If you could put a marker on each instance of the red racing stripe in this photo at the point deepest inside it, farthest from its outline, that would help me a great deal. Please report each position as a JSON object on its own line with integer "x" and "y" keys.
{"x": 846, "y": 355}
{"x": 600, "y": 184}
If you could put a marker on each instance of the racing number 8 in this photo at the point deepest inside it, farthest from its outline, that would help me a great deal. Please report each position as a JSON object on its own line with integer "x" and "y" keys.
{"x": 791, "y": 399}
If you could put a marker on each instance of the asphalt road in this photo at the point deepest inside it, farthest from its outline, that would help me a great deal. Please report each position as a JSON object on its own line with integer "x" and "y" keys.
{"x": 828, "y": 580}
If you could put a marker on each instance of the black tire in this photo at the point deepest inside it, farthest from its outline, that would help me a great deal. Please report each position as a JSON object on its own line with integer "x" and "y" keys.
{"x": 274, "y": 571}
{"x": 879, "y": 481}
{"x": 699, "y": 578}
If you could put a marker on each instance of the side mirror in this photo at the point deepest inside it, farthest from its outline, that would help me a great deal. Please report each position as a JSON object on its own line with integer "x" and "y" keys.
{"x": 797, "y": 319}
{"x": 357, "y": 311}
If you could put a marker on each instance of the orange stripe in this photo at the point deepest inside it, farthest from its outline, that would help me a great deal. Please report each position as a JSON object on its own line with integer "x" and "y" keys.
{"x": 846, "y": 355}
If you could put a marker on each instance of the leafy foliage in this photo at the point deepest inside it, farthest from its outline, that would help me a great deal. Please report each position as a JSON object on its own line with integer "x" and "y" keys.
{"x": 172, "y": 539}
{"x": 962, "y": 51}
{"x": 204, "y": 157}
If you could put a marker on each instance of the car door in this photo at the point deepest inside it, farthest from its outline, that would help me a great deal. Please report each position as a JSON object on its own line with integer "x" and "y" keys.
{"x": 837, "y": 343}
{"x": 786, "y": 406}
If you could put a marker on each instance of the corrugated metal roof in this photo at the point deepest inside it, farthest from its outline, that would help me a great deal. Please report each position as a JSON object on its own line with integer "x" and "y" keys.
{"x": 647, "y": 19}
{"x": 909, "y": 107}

* * * * * * *

# Task directions
Exactly as they appear above, the records are to be transcribed in full.

# Solution to this problem
If you could put a marker on each instance of the red racing stripe in this photo at the point deepest inside it, farthest from its outline, that would help me a great deal. Please report each position as a JSON object on its own line with integer "x" and "y" keys.
{"x": 846, "y": 355}
{"x": 600, "y": 184}
If you could put a marker on each instance of the racing number 8 in this photo at the point deepest inside it, farthest from its outline, that would help me a great deal. Please report each position as a JSON object on its own line with integer "x" and "y" keys.
{"x": 791, "y": 399}
If you could put a marker on each instance of the asphalt road in this photo at the point deepest inside it, farthest from its outline, that would help me a great deal. Please report each position as a JSON object on its own line with integer "x" and "y" keys.
{"x": 828, "y": 580}
If you could put a marker on each instance of the black tire in this photo at the point deepest inside it, farthest from its outline, that would help me a great deal. Please report each position as a JSON object on its own line with integer "x" and "y" keys.
{"x": 274, "y": 571}
{"x": 879, "y": 481}
{"x": 699, "y": 578}
If you could put a marker on each instance of the side mirror in this photo at the point deepest inside it, farthest from its outline, that would help me a great deal. Please report each position as a JSON object on its own line with integer "x" and "y" keys.
{"x": 797, "y": 319}
{"x": 357, "y": 311}
If you could put a marker on each instance of the orange stripe in this photo at the point deepest inside it, farthest from its outline, that would help me a great deal. Please report each position as a JSON object on its own line with integer "x" and "y" keys.
{"x": 846, "y": 355}
If you could put a marker on each instance of the leafy foliage in this photo at the point deepest inside it, farthest from its outline, that would help me a great deal. Please report each position as a JSON object on its own line with integer "x" and "y" keys.
{"x": 172, "y": 539}
{"x": 962, "y": 51}
{"x": 204, "y": 157}
If you could put a marker on each instance of the car door in this photo at the point deepest inside it, farthest from its outline, that would help me a great deal. Please report each position as a JSON object on its own line with integer "x" and "y" keys.
{"x": 837, "y": 343}
{"x": 786, "y": 406}
If you could put a marker on each instance of the corrugated metal roof in this photo at the point deepest inside it, farthest from its outline, that would help me a great deal. Please report each position as a JSON object on its own line with integer "x" and "y" keys.
{"x": 647, "y": 19}
{"x": 909, "y": 107}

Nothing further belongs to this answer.